[[ Data to use open ]]
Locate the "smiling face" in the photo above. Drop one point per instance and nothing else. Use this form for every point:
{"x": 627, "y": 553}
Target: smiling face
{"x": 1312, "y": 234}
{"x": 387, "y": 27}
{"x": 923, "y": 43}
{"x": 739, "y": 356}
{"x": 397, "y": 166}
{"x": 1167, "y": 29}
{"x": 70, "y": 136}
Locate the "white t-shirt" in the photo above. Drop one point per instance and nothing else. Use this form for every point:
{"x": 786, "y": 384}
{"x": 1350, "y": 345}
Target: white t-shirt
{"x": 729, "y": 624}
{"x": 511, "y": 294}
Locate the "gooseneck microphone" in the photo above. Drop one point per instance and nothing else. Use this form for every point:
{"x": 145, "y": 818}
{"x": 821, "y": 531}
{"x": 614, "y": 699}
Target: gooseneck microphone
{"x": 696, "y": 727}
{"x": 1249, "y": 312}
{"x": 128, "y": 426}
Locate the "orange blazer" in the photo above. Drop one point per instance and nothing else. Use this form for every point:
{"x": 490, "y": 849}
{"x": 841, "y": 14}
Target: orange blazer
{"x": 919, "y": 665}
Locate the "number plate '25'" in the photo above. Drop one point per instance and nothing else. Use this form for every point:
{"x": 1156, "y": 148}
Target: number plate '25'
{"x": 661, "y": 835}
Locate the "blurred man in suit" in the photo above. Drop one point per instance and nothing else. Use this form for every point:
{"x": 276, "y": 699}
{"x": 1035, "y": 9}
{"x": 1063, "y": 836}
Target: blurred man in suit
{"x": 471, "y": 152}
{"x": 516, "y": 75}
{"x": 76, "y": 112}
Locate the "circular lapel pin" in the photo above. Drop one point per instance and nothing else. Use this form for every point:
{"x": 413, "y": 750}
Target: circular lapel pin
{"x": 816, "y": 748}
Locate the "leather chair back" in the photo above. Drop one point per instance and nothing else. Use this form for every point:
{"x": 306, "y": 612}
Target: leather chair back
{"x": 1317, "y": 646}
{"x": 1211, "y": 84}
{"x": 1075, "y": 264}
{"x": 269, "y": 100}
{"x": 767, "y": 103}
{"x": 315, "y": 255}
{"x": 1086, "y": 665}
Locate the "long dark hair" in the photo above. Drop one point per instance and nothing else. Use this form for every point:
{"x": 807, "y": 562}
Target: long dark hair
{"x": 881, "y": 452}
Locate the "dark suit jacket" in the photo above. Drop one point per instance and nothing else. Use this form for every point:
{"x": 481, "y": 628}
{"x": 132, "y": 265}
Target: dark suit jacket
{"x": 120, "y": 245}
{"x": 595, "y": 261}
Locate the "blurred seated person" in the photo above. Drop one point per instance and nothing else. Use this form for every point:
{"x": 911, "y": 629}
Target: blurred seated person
[[ Data to use closed ]]
[[ Data to use open ]]
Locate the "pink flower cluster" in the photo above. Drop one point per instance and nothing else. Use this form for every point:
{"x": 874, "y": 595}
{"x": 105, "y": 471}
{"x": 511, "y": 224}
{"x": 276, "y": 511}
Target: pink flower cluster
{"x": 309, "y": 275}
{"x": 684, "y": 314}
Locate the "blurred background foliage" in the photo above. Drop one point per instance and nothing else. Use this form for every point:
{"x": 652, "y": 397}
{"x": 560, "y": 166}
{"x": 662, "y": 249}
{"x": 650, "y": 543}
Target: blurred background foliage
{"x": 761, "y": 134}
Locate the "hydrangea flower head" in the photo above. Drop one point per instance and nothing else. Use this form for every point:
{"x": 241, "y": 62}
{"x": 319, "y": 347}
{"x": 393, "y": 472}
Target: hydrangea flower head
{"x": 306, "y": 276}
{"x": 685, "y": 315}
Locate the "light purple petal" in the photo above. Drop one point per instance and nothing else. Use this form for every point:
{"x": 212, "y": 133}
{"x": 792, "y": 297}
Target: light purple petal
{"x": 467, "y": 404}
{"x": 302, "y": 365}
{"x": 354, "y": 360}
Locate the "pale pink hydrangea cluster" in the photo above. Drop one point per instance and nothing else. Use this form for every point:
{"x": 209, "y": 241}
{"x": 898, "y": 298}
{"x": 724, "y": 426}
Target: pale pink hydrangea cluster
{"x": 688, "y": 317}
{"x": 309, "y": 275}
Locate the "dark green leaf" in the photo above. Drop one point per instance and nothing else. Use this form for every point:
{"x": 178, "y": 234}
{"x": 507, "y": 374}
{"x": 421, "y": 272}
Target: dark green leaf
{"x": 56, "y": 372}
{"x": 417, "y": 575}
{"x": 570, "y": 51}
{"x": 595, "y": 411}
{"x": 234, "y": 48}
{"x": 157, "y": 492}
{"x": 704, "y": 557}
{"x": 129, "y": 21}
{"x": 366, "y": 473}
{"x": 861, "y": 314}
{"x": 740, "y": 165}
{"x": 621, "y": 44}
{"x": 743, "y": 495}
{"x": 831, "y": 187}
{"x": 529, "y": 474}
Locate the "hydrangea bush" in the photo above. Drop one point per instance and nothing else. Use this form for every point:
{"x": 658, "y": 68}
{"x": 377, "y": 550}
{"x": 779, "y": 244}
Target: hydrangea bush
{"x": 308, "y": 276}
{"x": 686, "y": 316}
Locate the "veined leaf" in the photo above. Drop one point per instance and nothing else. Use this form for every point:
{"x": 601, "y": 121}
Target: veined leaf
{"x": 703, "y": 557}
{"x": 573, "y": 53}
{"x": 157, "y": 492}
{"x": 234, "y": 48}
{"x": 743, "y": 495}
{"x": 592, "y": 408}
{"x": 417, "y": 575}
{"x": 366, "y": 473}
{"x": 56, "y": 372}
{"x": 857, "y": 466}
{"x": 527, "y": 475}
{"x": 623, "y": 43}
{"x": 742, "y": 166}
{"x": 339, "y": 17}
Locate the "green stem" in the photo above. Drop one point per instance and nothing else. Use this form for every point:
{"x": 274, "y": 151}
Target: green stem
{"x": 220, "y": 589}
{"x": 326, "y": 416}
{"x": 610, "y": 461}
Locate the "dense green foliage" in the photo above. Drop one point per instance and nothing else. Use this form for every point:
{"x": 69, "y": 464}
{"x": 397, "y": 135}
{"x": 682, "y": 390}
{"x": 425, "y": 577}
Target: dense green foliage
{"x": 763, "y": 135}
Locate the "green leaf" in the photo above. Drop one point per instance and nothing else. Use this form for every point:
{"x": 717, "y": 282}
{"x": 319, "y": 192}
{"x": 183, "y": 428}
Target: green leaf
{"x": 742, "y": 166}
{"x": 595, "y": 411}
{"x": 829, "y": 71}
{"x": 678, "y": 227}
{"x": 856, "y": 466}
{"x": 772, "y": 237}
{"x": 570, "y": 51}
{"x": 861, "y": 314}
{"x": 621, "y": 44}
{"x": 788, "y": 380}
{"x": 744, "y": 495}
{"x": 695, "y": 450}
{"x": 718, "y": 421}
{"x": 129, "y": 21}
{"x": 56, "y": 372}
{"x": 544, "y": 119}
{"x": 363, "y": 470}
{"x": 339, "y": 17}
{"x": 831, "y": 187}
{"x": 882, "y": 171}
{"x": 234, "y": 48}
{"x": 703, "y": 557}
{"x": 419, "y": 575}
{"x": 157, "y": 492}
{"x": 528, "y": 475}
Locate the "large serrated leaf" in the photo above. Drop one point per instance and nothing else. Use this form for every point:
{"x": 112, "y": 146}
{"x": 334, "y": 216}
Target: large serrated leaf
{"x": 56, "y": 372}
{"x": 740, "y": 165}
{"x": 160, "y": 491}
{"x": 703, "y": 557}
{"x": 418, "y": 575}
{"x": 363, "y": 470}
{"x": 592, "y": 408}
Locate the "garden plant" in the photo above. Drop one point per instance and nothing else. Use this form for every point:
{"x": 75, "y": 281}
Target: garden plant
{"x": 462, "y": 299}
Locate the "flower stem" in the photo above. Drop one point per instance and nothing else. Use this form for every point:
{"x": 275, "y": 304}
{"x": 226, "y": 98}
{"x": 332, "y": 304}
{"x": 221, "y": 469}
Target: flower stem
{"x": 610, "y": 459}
[[ Data to use closed ]]
■ **Your instructions**:
In the data, count the lines that include the string "seated", then give that number and nothing more.

■ **Answer**:
2